● **Dataset rows**:
···

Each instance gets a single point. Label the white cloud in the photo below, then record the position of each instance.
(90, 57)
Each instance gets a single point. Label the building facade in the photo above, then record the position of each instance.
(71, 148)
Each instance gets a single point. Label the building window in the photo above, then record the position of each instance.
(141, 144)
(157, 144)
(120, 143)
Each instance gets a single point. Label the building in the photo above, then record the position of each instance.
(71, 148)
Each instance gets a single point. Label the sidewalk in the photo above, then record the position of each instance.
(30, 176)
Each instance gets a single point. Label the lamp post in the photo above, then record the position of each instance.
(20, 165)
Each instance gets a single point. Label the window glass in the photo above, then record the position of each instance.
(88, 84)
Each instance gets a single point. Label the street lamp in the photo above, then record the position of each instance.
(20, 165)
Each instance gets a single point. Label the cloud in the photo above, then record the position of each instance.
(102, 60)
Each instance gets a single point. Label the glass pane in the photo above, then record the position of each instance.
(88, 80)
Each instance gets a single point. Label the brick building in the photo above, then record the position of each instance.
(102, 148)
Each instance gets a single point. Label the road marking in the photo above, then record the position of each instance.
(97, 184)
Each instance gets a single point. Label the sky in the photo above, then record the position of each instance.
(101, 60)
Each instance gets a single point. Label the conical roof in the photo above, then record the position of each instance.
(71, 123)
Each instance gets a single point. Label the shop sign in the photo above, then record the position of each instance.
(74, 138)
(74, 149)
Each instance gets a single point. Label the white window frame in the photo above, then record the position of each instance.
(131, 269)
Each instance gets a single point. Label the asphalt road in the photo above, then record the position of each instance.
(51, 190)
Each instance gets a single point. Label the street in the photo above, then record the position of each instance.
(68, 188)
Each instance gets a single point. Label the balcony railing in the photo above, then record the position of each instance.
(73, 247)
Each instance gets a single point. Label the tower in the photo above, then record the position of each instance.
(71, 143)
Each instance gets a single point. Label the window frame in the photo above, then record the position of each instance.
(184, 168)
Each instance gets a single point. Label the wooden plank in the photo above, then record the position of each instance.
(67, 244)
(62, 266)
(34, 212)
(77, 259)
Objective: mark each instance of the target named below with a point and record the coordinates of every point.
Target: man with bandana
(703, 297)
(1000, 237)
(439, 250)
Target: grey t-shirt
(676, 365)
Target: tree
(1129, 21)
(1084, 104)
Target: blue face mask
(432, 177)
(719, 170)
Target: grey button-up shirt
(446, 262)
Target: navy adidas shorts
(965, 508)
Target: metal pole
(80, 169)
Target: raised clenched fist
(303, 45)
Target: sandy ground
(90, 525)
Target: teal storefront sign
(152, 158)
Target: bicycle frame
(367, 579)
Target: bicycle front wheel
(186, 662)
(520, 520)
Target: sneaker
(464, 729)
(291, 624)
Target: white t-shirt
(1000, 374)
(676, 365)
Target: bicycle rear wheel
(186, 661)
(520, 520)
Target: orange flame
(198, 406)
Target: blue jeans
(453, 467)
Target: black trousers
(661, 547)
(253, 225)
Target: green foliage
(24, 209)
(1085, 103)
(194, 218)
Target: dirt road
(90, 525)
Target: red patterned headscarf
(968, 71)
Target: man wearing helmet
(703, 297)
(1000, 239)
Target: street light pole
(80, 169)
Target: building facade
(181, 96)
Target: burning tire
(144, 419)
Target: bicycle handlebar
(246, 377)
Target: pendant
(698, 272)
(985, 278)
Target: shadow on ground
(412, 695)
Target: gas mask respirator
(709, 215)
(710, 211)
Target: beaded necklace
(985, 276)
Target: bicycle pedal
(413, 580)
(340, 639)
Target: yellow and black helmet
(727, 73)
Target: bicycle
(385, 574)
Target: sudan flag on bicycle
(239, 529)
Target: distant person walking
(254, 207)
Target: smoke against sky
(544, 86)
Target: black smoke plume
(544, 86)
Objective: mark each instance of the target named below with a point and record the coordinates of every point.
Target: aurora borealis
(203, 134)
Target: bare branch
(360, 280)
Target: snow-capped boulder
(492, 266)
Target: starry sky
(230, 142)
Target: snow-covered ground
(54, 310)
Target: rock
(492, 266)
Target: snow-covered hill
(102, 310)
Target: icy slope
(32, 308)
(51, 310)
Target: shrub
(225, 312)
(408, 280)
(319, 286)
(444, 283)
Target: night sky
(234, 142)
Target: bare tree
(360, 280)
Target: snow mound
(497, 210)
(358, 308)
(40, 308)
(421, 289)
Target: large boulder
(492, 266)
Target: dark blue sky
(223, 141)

···

● **Required task**: Please reproduce, word for word, the stretch of entries from the line containing "Target: white t-shirt" through the last of the entries above.

● **Solution to this exercise**:
Target: white t-shirt
(1000, 374)
(676, 365)
Target: bicycle rear wheel
(186, 661)
(520, 520)
Target: orange flame
(198, 406)
Target: blue jeans
(453, 467)
Target: black trousers
(661, 547)
(253, 225)
Target: green foliage
(24, 209)
(1085, 103)
(194, 218)
Target: dirt road
(90, 525)
Target: red patterned headscarf
(968, 71)
Target: man wearing helmet
(703, 297)
(1000, 239)
Target: street light pole
(80, 169)
Target: building facade
(181, 96)
Target: burning tire
(144, 419)
Target: bicycle handlebar
(246, 377)
Target: pendant
(698, 272)
(985, 278)
Target: shadow on ground
(412, 695)
Target: gas mask respirator
(709, 215)
(710, 211)
Target: beaded necklace
(985, 276)
Target: bicycle pedal
(413, 580)
(340, 639)
Target: yellow and black helmet
(727, 73)
Target: bicycle
(385, 574)
Target: sudan flag on bicycle
(239, 529)
Target: distant person walking
(254, 207)
Target: smoke against sky
(544, 86)
Target: black smoke plume
(544, 86)
Objective: mark each instance of the target named below with a point and record the coordinates of every point.
Target: aurora borealis
(203, 134)
Target: bare branch
(360, 280)
Target: snow-capped boulder
(492, 266)
Target: starry sky
(230, 142)
Target: snow-covered ground
(54, 310)
Target: rock
(492, 266)
Target: snow-covered hill
(102, 310)
Target: icy slope
(32, 308)
(51, 310)
Target: shrub
(225, 312)
(408, 280)
(319, 286)
(444, 283)
Target: night sky
(234, 142)
Target: bare tree
(360, 280)
Target: snow mound
(497, 210)
(358, 308)
(40, 308)
(421, 289)
Target: large boulder
(492, 266)
Target: dark blue sky
(223, 141)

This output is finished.